Document extract -
• • • •

Wednesday, November 25, 2009

Smelling the flowers at Thanksgiving

Thanksgiving is a time to slow down and reflect on all the good in our lives.

As I wonder about when I will follow in my deceased mother’s footsteps and develop Huntington’s disease, one thing I am most grateful for is the opportunity to spend time with my nine-year-old daughter.

She is our “miracle baby”; she tested negative for HD while still in the womb.

One of the keys to life – and especially to living with a gene-positive status for a devastating brain disease – is seizing the moment. Each moment is unique and will not return.

We must smell the roses – but also appreciate many other kinds of lovely scents and scenes nature and our lives have to offer.




One recent afternoon I decided to surprise my daughter by taking her to the San Diego Botanic Garden. The pictures you see here are hers.

My daughter loves seeds and plants. Shortly after she started to walk, at around ten months, I started to take her to a local park. There she discovered all kinds of plant parts to collect. I was her assistant. She learned to make “soup” with these interesting ingredients. Often we had to bring everything home for her to keep.

Two years ago I helped her with her first science fair project. She planted seeds and measured and graphed the growth rate of several species. This past year she studied pollution flowing into the Tijuana Estuary and the Pacific Ocean.



These days we still bring home sticks, pine cones, petals, and her beloved seeds.

• • • •

Dataset section -
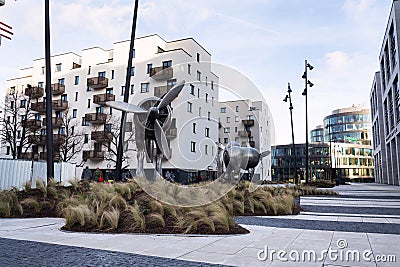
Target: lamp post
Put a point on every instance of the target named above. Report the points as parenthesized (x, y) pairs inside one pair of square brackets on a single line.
[(118, 168), (305, 93), (288, 96), (49, 108)]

• • • •

Prompt A -
In the Thanksgiving post, why is the author's daughter called the family's "miracle baby"? Answer in one to three sentences.
Prompt B -
Answer these questions from the Thanksgiving post:
(i) How old is the author's daughter?
(ii) Where did the author take her as a surprise one recent afternoon?
(iii) What did her science project this past year study?

Exercise result A -
She is the "miracle baby" because she tested negative for Huntington's disease while still in the womb. This matters because the author is gene-positive for HD, and the author's late mother developed the disease.

Exercise result B -
(i) Nine years old.
(ii) The San Diego Botanic Garden.
(iii) Pollution flowing into the Tijuana Estuary and the Pacific Ocean.